Instructions for the task ->
Extract every line of the data below that contains the string "rainbow", matching case exactly.

☆ ☆ ☆

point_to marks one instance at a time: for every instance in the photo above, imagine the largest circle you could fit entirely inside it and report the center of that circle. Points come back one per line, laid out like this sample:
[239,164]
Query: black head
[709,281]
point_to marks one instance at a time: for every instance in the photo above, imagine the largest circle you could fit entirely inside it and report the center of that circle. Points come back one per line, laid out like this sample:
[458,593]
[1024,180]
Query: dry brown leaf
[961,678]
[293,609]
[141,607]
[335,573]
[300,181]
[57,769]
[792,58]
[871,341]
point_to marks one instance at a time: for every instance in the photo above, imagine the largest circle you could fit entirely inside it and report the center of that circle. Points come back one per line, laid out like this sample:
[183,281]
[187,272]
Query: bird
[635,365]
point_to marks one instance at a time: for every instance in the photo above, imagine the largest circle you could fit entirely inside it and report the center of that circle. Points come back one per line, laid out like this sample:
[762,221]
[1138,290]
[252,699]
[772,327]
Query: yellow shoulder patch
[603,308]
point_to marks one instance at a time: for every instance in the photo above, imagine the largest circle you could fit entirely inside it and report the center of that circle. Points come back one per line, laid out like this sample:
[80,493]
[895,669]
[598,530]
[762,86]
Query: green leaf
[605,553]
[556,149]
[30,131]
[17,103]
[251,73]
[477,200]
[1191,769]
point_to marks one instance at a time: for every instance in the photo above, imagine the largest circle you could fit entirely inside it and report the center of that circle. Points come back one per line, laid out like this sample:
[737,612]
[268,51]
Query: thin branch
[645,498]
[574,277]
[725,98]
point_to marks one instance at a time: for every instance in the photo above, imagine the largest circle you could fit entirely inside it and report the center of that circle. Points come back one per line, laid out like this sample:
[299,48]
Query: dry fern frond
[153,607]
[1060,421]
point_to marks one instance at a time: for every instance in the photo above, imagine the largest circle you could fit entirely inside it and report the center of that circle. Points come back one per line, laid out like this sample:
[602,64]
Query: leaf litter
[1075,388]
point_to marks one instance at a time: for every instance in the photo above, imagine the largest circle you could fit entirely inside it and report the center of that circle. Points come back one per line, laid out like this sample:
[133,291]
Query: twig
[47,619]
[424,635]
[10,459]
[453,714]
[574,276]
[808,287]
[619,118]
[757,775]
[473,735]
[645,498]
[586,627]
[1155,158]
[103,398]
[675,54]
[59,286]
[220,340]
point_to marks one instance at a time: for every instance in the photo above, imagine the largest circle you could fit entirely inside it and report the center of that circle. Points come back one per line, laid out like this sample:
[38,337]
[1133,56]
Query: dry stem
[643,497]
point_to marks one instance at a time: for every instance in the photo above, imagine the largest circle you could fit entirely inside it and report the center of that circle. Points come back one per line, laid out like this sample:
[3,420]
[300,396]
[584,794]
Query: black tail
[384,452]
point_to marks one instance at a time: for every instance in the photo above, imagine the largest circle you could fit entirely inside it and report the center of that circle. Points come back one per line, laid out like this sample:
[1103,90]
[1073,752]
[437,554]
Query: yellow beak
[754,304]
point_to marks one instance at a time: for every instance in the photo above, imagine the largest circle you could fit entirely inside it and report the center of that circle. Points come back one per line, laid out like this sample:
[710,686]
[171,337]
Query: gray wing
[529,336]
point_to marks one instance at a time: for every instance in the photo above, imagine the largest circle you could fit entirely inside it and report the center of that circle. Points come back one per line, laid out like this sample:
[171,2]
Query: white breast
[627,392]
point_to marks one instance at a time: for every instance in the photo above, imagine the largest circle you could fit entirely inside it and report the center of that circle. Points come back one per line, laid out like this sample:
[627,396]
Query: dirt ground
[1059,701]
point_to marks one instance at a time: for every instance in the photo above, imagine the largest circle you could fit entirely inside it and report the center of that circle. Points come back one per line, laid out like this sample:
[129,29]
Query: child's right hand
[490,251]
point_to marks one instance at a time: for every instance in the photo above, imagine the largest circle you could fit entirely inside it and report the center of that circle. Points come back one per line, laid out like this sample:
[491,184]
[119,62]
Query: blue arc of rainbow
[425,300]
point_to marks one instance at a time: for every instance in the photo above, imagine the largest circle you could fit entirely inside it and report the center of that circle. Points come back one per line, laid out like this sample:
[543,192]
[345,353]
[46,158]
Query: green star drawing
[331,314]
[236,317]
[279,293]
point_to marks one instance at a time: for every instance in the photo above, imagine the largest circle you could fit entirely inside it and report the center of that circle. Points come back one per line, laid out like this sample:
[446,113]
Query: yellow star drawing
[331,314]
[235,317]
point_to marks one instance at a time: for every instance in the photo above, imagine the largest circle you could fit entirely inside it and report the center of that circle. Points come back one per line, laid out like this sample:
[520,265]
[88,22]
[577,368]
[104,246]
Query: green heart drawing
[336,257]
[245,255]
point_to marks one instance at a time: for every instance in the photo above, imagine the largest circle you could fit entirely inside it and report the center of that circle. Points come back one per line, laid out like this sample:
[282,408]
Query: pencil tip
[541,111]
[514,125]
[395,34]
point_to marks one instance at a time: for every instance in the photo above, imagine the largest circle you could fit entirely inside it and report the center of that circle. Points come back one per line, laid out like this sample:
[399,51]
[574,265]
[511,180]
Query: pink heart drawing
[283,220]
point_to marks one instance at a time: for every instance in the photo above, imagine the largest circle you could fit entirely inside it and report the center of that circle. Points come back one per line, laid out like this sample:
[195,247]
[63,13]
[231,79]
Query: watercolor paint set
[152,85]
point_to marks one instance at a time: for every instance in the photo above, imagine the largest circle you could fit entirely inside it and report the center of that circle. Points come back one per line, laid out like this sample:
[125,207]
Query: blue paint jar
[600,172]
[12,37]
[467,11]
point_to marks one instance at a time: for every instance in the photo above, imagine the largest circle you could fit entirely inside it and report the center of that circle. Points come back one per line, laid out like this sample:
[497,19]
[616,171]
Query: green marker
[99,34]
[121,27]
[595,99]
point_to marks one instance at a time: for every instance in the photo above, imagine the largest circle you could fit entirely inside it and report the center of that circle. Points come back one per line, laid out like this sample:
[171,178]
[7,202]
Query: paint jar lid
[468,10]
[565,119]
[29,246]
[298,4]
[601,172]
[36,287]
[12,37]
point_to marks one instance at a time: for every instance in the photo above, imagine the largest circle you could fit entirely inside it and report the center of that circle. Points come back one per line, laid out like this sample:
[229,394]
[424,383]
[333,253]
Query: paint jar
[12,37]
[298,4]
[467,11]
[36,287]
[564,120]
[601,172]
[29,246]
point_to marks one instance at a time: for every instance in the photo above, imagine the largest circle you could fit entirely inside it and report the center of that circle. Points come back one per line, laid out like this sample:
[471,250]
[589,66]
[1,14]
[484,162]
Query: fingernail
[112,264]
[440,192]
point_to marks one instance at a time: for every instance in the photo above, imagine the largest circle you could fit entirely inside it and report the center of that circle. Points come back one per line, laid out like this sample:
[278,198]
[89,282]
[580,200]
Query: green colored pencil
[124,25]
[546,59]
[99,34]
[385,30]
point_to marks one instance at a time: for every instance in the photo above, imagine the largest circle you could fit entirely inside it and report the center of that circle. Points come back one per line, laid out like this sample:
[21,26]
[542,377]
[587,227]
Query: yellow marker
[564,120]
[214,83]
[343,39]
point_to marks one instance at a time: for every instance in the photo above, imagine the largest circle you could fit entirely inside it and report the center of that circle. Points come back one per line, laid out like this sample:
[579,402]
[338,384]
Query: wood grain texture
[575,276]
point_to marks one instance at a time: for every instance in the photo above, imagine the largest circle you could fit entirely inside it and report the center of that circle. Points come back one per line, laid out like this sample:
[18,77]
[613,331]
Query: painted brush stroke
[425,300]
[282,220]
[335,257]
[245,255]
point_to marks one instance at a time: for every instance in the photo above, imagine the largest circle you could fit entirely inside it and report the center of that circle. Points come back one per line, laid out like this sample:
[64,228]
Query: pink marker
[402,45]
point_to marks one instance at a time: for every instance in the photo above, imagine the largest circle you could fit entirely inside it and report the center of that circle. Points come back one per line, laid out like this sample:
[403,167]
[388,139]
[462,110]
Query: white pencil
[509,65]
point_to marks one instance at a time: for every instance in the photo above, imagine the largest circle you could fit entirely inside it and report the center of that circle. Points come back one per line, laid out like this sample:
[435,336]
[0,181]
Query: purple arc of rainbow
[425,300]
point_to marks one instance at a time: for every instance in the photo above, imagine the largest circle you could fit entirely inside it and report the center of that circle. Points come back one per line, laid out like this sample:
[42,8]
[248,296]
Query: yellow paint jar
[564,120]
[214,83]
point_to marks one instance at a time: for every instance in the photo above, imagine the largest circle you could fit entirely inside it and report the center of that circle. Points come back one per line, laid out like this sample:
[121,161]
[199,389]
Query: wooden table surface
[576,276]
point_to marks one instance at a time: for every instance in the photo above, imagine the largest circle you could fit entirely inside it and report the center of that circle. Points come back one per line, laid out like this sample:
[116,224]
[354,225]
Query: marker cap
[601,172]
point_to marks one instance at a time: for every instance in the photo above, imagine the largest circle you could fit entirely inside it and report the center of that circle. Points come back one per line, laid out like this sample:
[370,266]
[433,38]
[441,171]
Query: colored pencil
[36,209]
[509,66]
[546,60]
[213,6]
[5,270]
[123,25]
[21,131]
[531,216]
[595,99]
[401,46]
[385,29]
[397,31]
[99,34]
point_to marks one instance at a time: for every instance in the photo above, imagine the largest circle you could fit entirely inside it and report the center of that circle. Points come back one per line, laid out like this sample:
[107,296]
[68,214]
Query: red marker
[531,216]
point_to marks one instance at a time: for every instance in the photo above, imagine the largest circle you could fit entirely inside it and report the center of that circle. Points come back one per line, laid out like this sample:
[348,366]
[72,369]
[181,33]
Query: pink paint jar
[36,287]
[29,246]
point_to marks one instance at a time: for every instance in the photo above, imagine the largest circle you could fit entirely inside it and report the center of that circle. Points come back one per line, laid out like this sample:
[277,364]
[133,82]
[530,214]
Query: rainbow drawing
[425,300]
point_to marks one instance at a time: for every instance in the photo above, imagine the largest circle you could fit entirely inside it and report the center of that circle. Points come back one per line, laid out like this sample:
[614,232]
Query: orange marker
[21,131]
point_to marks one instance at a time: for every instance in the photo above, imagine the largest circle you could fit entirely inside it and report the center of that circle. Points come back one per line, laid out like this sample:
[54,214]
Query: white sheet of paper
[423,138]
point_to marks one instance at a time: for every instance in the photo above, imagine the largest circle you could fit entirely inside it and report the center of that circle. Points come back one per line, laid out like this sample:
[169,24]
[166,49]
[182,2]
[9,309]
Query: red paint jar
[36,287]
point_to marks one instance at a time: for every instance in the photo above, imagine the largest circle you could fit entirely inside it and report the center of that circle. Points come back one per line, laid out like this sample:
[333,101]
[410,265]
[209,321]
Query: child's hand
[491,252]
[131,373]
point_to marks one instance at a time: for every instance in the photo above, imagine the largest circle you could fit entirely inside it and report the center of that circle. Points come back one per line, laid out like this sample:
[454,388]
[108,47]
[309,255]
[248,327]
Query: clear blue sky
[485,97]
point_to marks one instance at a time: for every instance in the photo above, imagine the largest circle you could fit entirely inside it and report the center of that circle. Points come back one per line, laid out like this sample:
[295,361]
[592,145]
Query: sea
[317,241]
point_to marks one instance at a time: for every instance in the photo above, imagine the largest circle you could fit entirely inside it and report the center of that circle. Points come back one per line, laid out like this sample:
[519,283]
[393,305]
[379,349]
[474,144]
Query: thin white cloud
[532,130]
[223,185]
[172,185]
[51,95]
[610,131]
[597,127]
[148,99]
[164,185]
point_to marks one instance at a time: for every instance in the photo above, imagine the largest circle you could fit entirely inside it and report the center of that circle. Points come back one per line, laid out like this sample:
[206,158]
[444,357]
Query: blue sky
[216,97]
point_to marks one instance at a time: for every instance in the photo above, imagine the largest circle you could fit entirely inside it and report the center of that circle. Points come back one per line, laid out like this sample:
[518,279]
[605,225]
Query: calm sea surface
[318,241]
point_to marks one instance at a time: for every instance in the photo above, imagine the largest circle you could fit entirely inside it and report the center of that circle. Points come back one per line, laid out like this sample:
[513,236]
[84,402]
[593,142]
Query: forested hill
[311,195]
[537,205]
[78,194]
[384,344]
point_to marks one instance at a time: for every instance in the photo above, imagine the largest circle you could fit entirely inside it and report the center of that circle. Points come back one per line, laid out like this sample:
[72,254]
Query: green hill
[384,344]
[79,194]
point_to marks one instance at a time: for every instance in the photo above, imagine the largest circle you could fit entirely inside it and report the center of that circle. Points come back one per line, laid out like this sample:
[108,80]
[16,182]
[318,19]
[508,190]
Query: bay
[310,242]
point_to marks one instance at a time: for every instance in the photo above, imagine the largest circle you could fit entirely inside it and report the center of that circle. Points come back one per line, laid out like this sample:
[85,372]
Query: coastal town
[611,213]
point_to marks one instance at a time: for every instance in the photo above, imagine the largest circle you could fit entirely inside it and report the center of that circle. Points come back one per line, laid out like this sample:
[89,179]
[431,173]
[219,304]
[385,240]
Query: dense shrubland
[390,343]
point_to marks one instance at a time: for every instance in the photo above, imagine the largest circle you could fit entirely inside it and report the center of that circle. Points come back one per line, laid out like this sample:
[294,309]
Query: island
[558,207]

☆ ☆ ☆

Answer for the task ->
Query: blue arc of rainbow
Query: purple arc of rainbow
Query: rainbow drawing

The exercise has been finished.